DATA RECORDS:
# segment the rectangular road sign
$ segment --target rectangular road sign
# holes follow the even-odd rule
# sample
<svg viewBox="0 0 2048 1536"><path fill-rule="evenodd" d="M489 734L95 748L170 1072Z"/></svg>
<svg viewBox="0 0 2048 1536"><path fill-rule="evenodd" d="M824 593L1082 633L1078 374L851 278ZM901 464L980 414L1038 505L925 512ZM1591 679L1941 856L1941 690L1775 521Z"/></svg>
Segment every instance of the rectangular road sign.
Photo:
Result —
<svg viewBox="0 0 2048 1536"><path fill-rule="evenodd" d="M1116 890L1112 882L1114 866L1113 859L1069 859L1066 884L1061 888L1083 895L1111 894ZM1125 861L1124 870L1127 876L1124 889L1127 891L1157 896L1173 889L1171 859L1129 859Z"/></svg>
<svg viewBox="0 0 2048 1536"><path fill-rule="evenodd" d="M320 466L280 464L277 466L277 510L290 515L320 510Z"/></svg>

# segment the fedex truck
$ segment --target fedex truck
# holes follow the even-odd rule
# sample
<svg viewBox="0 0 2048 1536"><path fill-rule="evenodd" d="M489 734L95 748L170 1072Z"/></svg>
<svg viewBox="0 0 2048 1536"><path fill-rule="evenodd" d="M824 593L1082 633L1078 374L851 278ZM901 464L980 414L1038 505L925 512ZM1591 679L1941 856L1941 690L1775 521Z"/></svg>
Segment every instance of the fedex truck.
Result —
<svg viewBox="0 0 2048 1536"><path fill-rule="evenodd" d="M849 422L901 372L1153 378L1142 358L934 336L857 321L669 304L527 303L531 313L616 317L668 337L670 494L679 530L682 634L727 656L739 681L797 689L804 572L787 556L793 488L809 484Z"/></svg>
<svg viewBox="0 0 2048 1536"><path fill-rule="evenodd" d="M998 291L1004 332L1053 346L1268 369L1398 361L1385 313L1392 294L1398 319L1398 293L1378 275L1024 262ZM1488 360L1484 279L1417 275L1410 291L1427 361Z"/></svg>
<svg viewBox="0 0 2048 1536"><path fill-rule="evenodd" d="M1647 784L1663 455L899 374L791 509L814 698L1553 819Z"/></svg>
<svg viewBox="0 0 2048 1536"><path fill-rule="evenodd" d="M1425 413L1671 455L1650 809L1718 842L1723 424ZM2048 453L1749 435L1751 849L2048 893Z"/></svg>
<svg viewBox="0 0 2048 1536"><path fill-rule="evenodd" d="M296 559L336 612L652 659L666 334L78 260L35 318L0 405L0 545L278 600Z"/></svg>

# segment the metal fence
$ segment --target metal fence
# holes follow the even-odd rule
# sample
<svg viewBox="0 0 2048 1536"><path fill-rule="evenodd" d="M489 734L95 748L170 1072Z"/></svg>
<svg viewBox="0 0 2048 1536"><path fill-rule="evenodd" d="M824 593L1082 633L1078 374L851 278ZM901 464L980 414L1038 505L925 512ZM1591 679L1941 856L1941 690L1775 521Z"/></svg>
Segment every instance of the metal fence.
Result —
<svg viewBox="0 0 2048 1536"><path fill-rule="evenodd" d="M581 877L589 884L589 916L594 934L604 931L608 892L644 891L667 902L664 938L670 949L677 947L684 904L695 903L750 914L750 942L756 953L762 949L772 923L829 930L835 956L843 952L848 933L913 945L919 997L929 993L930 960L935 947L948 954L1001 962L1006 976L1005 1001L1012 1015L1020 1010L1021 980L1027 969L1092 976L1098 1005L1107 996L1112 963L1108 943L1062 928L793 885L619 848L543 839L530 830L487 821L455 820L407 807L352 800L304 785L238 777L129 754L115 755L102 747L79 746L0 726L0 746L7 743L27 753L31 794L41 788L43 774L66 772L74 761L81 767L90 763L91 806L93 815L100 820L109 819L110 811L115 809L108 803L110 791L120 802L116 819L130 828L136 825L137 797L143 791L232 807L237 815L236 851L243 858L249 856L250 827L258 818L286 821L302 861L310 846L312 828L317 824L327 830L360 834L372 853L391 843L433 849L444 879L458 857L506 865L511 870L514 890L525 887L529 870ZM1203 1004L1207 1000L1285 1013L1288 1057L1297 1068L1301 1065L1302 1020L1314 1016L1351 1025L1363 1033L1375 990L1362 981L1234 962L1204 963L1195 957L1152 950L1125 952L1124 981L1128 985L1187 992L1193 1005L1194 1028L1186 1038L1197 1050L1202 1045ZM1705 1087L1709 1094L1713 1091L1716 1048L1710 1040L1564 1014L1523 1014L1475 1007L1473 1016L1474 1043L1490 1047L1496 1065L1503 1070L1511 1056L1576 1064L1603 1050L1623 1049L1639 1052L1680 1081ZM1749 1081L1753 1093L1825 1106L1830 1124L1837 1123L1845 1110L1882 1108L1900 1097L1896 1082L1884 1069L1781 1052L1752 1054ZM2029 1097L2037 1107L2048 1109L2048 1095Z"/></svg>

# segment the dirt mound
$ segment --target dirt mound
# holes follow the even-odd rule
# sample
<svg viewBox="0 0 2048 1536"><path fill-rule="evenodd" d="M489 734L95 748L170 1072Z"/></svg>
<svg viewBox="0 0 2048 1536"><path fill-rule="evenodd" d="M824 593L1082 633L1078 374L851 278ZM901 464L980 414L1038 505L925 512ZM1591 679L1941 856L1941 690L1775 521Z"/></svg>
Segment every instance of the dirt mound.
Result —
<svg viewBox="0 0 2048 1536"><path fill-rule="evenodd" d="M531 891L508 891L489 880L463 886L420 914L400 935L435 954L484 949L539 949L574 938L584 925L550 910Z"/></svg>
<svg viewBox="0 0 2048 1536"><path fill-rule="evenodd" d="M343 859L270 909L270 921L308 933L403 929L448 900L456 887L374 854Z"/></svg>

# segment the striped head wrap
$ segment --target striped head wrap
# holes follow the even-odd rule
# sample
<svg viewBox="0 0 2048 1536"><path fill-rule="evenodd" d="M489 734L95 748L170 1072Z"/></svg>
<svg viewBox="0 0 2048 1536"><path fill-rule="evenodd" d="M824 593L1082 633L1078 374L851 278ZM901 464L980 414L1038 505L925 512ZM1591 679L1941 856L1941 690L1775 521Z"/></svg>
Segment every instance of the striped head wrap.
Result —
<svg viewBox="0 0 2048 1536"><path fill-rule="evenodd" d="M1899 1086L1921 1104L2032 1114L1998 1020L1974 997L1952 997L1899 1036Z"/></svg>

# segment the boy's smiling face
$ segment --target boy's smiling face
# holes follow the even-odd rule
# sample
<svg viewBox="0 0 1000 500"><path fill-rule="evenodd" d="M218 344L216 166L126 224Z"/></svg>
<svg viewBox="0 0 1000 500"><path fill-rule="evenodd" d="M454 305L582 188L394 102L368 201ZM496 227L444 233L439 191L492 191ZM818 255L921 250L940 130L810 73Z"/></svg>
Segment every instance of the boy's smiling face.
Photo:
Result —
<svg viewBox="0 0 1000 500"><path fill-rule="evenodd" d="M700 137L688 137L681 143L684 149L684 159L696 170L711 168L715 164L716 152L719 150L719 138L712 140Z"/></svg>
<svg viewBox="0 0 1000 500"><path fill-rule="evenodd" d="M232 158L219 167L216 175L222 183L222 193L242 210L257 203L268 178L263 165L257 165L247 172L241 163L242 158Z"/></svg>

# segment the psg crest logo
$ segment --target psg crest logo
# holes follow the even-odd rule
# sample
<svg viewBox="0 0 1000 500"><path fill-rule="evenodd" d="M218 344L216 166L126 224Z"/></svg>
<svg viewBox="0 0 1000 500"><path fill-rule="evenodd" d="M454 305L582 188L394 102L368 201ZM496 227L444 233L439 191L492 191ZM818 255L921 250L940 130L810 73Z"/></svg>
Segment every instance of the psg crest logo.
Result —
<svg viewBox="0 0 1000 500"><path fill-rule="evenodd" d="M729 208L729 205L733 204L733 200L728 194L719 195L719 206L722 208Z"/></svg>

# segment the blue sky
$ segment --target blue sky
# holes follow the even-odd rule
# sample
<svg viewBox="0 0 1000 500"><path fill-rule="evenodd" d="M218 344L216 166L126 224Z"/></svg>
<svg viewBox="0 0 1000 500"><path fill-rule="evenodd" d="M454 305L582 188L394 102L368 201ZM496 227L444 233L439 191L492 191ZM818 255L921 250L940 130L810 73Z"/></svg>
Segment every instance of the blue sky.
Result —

GOAL OF THE EXERCISE: Select every line of the material above holding the word "road" and copy it.

SOLUTION TO THIS PROBLEM:
# segment the rectangular road sign
$ segment --target rectangular road sign
Segment every instance of the rectangular road sign.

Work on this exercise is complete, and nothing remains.